» What you should do: Look below for the line with "of the shadowed", and from there restate every line word for word until the entries end.

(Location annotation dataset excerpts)
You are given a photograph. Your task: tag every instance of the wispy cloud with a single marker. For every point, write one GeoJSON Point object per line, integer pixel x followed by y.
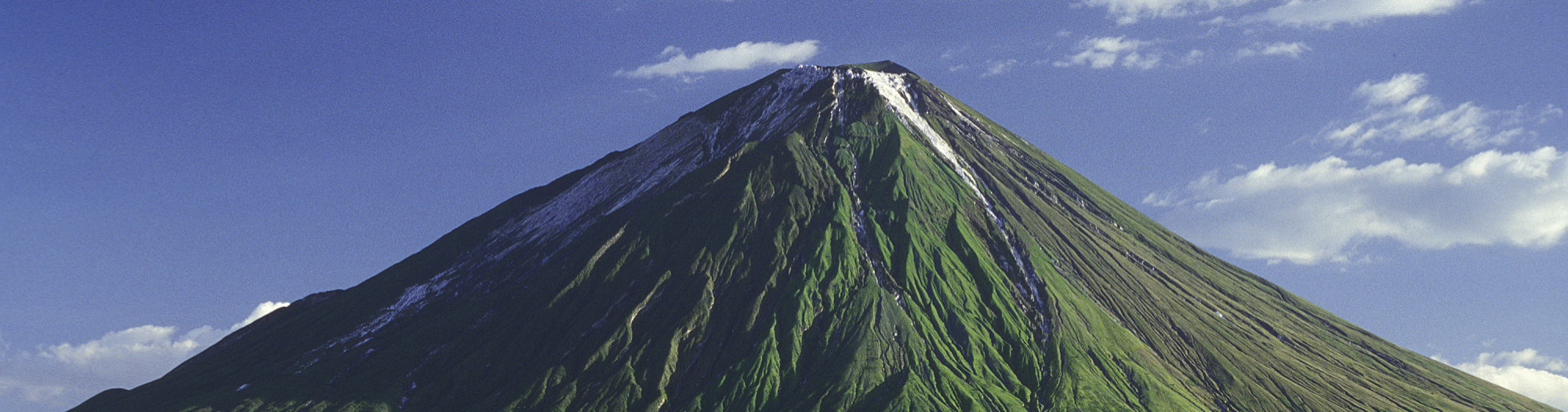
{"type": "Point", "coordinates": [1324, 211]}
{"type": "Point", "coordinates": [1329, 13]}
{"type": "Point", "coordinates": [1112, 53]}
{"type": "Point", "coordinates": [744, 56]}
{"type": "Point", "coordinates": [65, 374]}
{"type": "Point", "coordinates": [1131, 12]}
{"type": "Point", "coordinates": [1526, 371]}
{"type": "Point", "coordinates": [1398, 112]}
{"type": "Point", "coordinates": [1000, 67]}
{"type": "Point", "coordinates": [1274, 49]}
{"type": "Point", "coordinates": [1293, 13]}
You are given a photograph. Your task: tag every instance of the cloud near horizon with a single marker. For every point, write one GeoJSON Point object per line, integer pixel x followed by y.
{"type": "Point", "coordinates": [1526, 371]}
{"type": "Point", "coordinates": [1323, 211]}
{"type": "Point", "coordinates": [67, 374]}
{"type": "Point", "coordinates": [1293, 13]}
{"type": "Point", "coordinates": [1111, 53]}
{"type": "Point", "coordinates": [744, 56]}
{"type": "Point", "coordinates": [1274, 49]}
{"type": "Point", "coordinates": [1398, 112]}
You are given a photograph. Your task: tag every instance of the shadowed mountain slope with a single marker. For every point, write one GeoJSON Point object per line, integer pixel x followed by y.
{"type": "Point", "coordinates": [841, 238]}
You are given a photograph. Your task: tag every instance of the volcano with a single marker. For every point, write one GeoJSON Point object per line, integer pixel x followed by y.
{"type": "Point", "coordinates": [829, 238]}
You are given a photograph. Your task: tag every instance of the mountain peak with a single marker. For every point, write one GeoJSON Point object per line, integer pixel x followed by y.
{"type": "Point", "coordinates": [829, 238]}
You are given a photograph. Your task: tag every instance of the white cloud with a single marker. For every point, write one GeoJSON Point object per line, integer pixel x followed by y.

» Result below:
You are given a photograph. Your task: tag every instance of the shadowed mountain slope with a single marker. For every point, write one GeoJSON Point object per line, integer pixel x followed by y.
{"type": "Point", "coordinates": [841, 238]}
You are given a photograph. Your task: tag every instance of the volcano with a single marker. For every point, write one GeoJSON Point object per line, integer pixel x followed by y.
{"type": "Point", "coordinates": [829, 238]}
You are given a photograph. Your task: tag every instance of the mountain peak with a single marker. For every point, write one GeoJSON Point object per line, integer pixel x followed by y.
{"type": "Point", "coordinates": [829, 238]}
You are given a photograph. Your task: tag every instance of the white cloud with a single marker. For every point, write one GeoJSON Point object per line, integer pixel x followed by y.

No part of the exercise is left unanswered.